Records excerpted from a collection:
--- --- ---
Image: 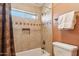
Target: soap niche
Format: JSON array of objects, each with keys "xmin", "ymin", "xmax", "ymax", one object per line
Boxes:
[{"xmin": 22, "ymin": 28, "xmax": 30, "ymax": 34}]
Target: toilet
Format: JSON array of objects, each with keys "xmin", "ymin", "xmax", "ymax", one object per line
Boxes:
[{"xmin": 52, "ymin": 42, "xmax": 78, "ymax": 56}]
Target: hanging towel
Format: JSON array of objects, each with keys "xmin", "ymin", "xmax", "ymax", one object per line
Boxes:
[
  {"xmin": 58, "ymin": 11, "xmax": 76, "ymax": 30},
  {"xmin": 64, "ymin": 11, "xmax": 76, "ymax": 29}
]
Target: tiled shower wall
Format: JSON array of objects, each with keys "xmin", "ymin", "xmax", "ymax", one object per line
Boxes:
[{"xmin": 12, "ymin": 16, "xmax": 41, "ymax": 52}]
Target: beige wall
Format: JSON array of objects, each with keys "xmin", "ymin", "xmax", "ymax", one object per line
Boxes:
[
  {"xmin": 53, "ymin": 3, "xmax": 79, "ymax": 55},
  {"xmin": 13, "ymin": 17, "xmax": 41, "ymax": 52}
]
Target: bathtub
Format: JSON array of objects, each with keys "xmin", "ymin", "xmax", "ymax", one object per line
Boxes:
[{"xmin": 16, "ymin": 48, "xmax": 50, "ymax": 56}]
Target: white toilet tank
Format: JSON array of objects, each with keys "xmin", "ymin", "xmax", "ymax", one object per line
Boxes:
[{"xmin": 53, "ymin": 42, "xmax": 78, "ymax": 56}]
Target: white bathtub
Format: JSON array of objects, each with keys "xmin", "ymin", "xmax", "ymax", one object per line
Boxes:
[{"xmin": 16, "ymin": 48, "xmax": 50, "ymax": 56}]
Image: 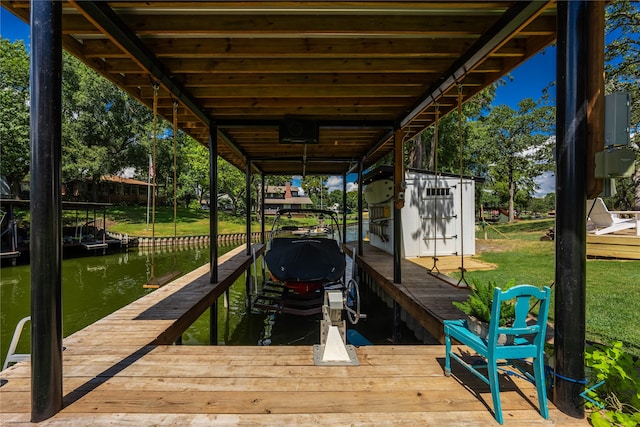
--- --- ---
THE TASK: Could you lay out the lines of the records as a Markdown table with the columns No. and Line, starting at the line that contains "Target: bathtub" and running through the end of the records? Number each line, skip blank lines, and leave the pictures out.

OUTPUT OF THE TASK:
| No. | Line |
|---|---|
| 1 | Target: bathtub |
| 2 | Format: JSON array of objects, each with keys "xmin", "ymin", "xmax", "ymax", one object per line |
| 3 | Boxes: |
| 4 | [{"xmin": 16, "ymin": 48, "xmax": 50, "ymax": 56}] |
| 5 | Target: white toilet tank |
| 6 | Format: JSON array of objects, each with keys "xmin", "ymin", "xmax", "ymax", one object per line |
| 7 | Boxes: |
| 8 | [{"xmin": 53, "ymin": 42, "xmax": 78, "ymax": 56}] |
| 9 | Target: white bathtub |
| 10 | Format: JSON array of objects, each with keys "xmin", "ymin", "xmax", "ymax", one object per line |
| 11 | Boxes: |
| 12 | [{"xmin": 16, "ymin": 48, "xmax": 50, "ymax": 56}] |
| 13 | Image:  |